*Directions*. Reproduce the data that follows in its entirety, character for character.

## START Data entries

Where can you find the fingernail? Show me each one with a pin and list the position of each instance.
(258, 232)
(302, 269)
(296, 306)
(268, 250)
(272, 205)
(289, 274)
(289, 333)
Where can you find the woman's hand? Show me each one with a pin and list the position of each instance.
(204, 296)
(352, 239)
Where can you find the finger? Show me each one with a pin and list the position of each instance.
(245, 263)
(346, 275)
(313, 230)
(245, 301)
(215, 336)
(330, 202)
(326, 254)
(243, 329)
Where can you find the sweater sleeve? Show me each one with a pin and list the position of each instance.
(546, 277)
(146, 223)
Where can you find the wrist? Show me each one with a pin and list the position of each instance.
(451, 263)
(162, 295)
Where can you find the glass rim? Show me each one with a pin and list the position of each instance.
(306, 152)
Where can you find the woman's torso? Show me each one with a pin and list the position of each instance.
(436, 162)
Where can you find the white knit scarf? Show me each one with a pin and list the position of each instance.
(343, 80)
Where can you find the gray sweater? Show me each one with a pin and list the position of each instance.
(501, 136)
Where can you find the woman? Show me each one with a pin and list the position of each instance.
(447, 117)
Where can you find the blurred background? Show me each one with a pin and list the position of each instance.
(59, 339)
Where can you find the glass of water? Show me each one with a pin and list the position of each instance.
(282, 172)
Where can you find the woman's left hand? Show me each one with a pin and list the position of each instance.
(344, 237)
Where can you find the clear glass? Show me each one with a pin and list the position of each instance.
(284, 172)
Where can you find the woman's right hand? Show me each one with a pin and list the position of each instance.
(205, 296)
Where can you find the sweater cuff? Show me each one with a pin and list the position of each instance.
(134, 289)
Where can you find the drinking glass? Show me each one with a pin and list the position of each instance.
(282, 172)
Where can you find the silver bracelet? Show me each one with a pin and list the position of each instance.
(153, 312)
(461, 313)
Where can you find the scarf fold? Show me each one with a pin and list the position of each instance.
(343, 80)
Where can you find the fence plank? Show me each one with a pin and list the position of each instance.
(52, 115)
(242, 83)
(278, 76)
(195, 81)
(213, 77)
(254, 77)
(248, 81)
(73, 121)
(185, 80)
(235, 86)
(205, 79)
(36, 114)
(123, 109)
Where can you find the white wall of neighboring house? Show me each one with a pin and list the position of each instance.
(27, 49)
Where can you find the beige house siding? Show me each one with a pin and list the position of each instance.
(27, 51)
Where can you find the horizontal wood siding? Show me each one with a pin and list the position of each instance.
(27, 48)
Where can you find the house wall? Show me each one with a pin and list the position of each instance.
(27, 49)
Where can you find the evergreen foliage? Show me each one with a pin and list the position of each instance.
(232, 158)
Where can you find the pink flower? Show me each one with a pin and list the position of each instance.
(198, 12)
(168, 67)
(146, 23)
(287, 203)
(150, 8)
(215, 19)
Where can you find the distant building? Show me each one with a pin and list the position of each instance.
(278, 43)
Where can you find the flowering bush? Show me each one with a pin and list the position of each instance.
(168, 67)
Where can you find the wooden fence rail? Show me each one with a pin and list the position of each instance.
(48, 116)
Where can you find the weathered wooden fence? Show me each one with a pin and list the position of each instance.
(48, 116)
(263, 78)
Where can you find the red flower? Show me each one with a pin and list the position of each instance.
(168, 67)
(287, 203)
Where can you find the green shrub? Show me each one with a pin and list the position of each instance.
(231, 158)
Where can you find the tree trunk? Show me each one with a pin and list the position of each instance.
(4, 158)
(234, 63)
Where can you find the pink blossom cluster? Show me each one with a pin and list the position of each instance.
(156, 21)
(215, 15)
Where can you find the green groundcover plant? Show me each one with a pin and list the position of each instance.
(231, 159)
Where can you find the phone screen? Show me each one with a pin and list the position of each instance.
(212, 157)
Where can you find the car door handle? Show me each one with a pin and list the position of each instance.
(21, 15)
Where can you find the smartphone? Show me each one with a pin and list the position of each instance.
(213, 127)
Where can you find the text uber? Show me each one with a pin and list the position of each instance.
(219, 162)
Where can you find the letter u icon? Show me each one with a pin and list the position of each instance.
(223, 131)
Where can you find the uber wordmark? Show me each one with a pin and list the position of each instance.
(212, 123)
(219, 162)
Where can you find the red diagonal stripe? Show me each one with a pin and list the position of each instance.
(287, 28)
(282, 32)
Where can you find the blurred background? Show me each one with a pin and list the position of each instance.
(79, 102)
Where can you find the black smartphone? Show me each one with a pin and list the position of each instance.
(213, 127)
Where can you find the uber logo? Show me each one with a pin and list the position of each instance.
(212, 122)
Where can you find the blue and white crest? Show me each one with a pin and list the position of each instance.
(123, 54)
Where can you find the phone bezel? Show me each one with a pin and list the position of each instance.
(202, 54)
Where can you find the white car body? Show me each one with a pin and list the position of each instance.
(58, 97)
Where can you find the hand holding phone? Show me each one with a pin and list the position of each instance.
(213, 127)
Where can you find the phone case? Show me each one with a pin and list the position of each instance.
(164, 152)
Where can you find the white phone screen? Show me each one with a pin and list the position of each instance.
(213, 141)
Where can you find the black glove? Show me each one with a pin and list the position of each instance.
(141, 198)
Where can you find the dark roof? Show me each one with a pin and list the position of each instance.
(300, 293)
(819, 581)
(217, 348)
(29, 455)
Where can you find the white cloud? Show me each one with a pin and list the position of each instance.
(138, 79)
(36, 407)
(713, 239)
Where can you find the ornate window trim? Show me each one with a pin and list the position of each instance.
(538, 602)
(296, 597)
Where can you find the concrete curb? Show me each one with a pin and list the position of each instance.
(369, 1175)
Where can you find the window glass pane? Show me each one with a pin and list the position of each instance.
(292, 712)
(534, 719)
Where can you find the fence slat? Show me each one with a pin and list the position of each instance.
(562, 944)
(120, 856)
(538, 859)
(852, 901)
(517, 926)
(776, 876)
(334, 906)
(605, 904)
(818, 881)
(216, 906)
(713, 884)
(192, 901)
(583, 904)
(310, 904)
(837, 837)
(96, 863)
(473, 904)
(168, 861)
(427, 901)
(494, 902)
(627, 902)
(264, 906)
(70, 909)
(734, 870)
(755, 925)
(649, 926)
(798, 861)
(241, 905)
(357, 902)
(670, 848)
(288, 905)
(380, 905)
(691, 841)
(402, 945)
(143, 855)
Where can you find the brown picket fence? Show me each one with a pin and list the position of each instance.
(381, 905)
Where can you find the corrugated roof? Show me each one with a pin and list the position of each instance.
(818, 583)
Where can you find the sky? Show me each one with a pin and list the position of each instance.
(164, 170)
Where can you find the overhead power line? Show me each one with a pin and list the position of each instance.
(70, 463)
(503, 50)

## END Data entries

*Task solution*.
Where can you find the fingernail? Show me each one with a pin and list the position of each instance.
(258, 232)
(302, 269)
(296, 306)
(268, 250)
(272, 205)
(289, 274)
(289, 333)
Where can you find the woman's hand? Show me each one with a pin and list the position of each instance.
(204, 296)
(352, 239)
Where can you find the finger? Show me each one with a pin and list the position of each instance.
(245, 263)
(346, 275)
(313, 230)
(245, 301)
(215, 336)
(330, 202)
(326, 254)
(243, 329)
Where can you find the sweater sleeve? Show me each one with a pin and list the position of each instance.
(546, 277)
(146, 223)
Where can you find the wrist? Show me each one with a pin and list the position of each instance.
(451, 263)
(162, 295)
Where can you find the glass rim? Show me each one with a pin and list the position of each instance.
(306, 152)
Where can you find the woman's torso? Show me each one with a pin and list the position of each instance.
(436, 162)
Where can you find the white knit scarf? Show me each one with a pin and list the position of each instance.
(343, 80)
Where can you find the gray sweater? Show me each one with a pin and list the position of each instance.
(501, 136)
Where can you find the woman? Show me each one with a pin and list the position of each instance.
(447, 117)
Where can you find the blurred background? Show me each one with a pin and list the position of each instance.
(59, 339)
Where can you find the glass of water? Show me each one with a pin and list the position of each instance.
(282, 172)
Where can you find the woman's left hand? Show me each one with a pin and list the position of each instance.
(344, 237)
Where can you find the clear glass? Show me each one with a pin and list the position of each instance.
(284, 172)
Where can you find the woman's right hand? Show me each one with a pin and list the position of each instance.
(205, 296)
Where can you find the sweater cuff? Show me each one with a pin and list the position of each instance.
(134, 289)
Where can you find the drinking glass? Show me each one with a pin and list the position of each instance.
(282, 172)
Where can you find the silver bracelet? Show me each one with a pin and list the position of each instance.
(153, 312)
(461, 313)
Where can you find the scarf fold? Show me each one with a pin and list the position of each instance.
(343, 80)
Where can you find the fence plank? Show me each one with a pin and list the position of each instance.
(52, 115)
(242, 83)
(278, 76)
(195, 81)
(213, 77)
(254, 77)
(248, 81)
(73, 121)
(185, 80)
(235, 86)
(205, 79)
(36, 114)
(123, 109)
Where can you find the white wall of neighboring house? Show me each one with a pin and list the position of each instance.
(27, 49)
Where can you find the beige house siding? Show me each one with a pin and list the position of each instance.
(27, 51)
Where can you find the horizontal wood siding? Show me each one with a pin and list the position of each instance.
(27, 48)
Where can you find the house wall? Show me each one with a pin and list the position of each instance.
(27, 49)
Where can you find the evergreen foliage? Show me each one with a pin and list the position of each instance.
(232, 158)
Where can you find the pink flower? Show me each one with a pin and list the position of each instance.
(198, 12)
(168, 67)
(146, 23)
(287, 203)
(150, 8)
(215, 19)
Where can you find the distant building? Show me each one with a pin and list the position of each instance.
(278, 43)
Where can you find the flowering bush? Show me each one with a pin and list the position of each instance.
(168, 67)
Where can you find the wooden fence rail? Show me each one with a pin and list the position of each instance.
(48, 116)
Where can you find the weathered wooden fence? Show me each one with a pin and list the position of each instance.
(48, 116)
(263, 78)
Where can you find the red flower? Show me each one with a pin and list the position of each instance.
(168, 67)
(287, 203)
Where can you find the green shrub? Show me each one with a pin and list the position of each instance.
(231, 158)
Where can you find the tree trunk? Show me each one with a pin and list the position of each instance.
(4, 158)
(234, 63)
Where can you find the pink blossom cluster? Show me each one with a pin and list the position of each instance.
(156, 21)
(215, 15)
Where can you find the green groundcover plant? Show me each one with a pin and list the position of each instance.
(231, 159)
Where can you find the phone screen? Show me each one with a pin and list the position of each instance.
(212, 157)
Where can you find the car door handle? Show me each one with a pin and list the position of each instance.
(21, 15)
Where can you find the smartphone? Show me each one with a pin and list the position of each instance.
(213, 127)
Where can you find the text uber? Show me each one with a pin and list the position of each instance.
(219, 162)
Where can you find the letter u icon? Show me each one with a pin and list the position of each instance.
(223, 131)
Where can you find the uber wordmark? Show me each one with a pin and list the position of each instance.
(212, 123)
(219, 162)
Where can you find the red diagonal stripe? Show me each one with a pin and list the position of each instance.
(287, 28)
(282, 32)
Where can you find the blurred background? Show me each one with a pin and list the position of each instance.
(79, 102)
Where can you find the black smartphone? Show me each one with a pin and list the position of each instance.
(213, 127)
Where can you find the uber logo? Show me each one with a pin and list the position of each instance.
(212, 122)
Where can you find the blue and white crest? Show me each one with a pin and list the position of each instance.
(123, 54)
Where can you find the phone bezel? Show me each one with a pin and list the position of each instance.
(202, 54)
Where can you find the white car body? Show me each one with a pin and list the position of each instance.
(58, 97)
Where can you find the hand holding phone? Show me each one with a pin and list the position of each instance.
(213, 127)
Where can you find the phone case? Show me each one with a pin and list the position of each instance.
(164, 152)
Where can you find the white phone screen? Show me each one with a pin and list the position of each instance.
(213, 141)
Where can you find the black glove? Show me each one with a pin and list the position of each instance.
(141, 198)
Where can you find the dark roof? Show me each one with a pin and list the position of each instance.
(300, 293)
(819, 581)
(217, 348)
(29, 455)
Where can you find the white cloud? Show me each one with a pin and list the position of each instance.
(138, 79)
(36, 407)
(713, 239)
Where can you find the ornate window trim? Show me each one with a pin and list the position of each instance.
(538, 602)
(296, 597)
Where can you find the concrete curb? Show me each one with a pin and list the position of each instance.
(369, 1175)
Where can you find the window glass pane? Show me each one with a pin and list the position of each instance.
(292, 712)
(534, 719)
Where can you find the fence slat? Show me each one with a pin and list the position of each instance.
(562, 944)
(120, 856)
(538, 859)
(852, 901)
(517, 926)
(776, 876)
(334, 906)
(605, 904)
(818, 881)
(216, 906)
(713, 884)
(192, 901)
(583, 904)
(310, 904)
(837, 837)
(96, 863)
(473, 904)
(168, 861)
(427, 901)
(494, 902)
(627, 902)
(264, 906)
(70, 909)
(734, 870)
(755, 925)
(649, 926)
(798, 861)
(241, 905)
(357, 902)
(670, 848)
(288, 905)
(380, 905)
(691, 841)
(402, 945)
(143, 855)
Where can you find the brown picket fence? Show me each one with a pin and list the position of each instance.
(381, 905)
Where can you find the corrugated roof? Show me each one with a pin and list the position of each instance.
(818, 583)
Where can you find the sky? Show me each one with a pin and list the position of each instance.
(164, 170)
Where can you find the overhead power line? Show me each one with a pin and list the position of each instance.
(70, 463)
(503, 50)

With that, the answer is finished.